** WHAT YOU WILL DO **
Extract every line of the data below that contains the word "plain", and treat case as significant.
---------- PROVIDED MATERIAL ----------
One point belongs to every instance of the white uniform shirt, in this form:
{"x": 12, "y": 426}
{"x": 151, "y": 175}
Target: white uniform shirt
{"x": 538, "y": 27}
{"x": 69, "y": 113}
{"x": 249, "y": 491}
----------
---------- PROVIDED MATERIAL ----------
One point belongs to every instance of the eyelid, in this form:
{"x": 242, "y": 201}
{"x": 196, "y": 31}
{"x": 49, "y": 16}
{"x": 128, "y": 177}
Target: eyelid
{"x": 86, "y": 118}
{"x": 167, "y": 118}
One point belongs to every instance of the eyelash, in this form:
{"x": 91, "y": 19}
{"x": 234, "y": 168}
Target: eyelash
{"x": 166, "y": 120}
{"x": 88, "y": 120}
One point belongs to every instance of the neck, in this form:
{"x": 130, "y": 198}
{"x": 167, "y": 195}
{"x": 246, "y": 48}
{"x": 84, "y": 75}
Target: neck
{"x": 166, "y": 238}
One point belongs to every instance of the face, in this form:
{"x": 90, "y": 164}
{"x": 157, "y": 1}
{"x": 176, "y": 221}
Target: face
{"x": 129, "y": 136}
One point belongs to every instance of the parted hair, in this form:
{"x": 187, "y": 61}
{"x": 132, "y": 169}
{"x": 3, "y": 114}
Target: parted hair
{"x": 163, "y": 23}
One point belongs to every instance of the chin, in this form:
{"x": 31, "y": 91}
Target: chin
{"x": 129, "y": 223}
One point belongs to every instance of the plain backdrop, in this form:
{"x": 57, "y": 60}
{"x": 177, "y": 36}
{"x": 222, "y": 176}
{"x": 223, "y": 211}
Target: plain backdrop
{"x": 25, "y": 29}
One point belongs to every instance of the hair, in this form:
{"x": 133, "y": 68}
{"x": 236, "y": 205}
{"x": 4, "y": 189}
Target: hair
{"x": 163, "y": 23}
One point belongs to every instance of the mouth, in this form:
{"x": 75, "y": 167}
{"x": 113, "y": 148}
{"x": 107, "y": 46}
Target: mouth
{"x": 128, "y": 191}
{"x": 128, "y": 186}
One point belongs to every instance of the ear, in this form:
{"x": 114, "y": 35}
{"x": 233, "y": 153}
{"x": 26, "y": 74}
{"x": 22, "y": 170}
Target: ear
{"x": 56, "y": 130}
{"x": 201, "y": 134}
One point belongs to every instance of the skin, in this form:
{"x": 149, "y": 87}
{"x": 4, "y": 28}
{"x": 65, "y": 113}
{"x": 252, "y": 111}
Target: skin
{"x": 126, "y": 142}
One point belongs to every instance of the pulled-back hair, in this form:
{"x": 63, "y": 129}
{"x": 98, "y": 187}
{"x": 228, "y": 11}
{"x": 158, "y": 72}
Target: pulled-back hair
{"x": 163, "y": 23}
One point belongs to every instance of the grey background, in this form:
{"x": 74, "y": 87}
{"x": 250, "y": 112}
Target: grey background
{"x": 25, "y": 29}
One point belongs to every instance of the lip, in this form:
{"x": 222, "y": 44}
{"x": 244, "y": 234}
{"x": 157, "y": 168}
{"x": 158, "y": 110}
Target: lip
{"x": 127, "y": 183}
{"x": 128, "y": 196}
----------
---------- PROVIDED MATERIAL ----------
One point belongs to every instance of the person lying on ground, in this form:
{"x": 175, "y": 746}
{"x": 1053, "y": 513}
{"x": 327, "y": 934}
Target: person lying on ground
----------
** THE COMPLETED TASK **
One point belongs to every instance of the plain backdrop, in this form:
Target: plain backdrop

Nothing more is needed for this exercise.